By Jennifer Eden
As the hum of community voices escalated at Wednesday night’s March 7 Homelessness Steering Committee meeting held at Roosevelt Elementary on Montana, the message from Santa Monica City Staff on homelessness was clear: a coordinated approach is in place, resident help is needed and $1.4 million-worth of resources have been mobilized.
But what does that mean exactly? A slew of committees presented their opinions Wednesday night; there are brochures, websites and a lot of chat, but is anyone acting on their findings/recommendations?
Figures released from the City of Santa Monica Tuesday, March 6, show a 4 percent year-on-year increase in Santa Monica’s homeless population based on the annual Homeless Count held Jan. 24. The count revealed a total 957 homeless people in Santa Monica, up from last year’s 921.

*INFORMATION SUPPLIED*.
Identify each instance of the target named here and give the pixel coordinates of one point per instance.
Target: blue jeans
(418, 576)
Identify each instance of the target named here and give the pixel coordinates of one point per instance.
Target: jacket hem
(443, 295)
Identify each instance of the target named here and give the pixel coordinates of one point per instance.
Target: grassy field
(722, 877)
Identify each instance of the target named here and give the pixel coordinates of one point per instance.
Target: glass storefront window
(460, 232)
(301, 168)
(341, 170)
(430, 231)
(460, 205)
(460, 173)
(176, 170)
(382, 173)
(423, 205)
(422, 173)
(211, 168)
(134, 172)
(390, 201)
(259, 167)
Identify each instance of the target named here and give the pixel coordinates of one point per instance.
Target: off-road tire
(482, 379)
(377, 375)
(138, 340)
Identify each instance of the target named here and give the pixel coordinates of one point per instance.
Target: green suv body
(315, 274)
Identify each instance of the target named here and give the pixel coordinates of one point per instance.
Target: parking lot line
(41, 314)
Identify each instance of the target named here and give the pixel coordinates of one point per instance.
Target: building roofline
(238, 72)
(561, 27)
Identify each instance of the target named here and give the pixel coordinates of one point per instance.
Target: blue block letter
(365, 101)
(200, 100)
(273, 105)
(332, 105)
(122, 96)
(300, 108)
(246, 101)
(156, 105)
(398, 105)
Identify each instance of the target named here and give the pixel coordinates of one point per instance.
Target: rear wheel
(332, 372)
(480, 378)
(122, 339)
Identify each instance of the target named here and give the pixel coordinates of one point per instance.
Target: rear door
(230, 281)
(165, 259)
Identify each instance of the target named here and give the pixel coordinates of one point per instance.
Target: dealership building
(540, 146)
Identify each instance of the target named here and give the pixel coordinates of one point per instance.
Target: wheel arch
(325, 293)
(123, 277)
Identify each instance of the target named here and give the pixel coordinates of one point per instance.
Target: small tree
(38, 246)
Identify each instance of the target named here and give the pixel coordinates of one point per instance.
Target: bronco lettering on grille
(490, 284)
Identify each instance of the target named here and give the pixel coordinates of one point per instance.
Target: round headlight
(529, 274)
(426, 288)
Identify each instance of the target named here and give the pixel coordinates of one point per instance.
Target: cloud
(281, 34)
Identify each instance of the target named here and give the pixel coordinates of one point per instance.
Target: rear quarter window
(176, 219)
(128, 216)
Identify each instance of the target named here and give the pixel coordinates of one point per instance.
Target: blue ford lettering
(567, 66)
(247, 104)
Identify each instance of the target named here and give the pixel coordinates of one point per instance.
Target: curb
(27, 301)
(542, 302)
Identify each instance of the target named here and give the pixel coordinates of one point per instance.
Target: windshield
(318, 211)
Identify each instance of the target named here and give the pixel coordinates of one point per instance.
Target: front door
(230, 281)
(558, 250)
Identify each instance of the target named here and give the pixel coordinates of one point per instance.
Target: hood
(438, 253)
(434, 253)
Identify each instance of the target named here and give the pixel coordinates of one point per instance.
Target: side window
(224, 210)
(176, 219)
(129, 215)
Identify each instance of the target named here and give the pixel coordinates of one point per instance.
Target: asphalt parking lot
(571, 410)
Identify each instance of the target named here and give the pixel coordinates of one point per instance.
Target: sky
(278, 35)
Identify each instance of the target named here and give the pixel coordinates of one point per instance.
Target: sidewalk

*WHAT TO WORK ON*.
From the article about the Santa Monica homelessness meeting, reproduce word for word the passage that begins with the words "By Jennifer Eden" and ends with "have been mobilized.".

*OUTPUT FOR THIS TASK*.
By Jennifer Eden
As the hum of community voices escalated at Wednesday night’s March 7 Homelessness Steering Committee meeting held at Roosevelt Elementary on Montana, the message from Santa Monica City Staff on homelessness was clear: a coordinated approach is in place, resident help is needed and $1.4 million-worth of resources have been mobilized.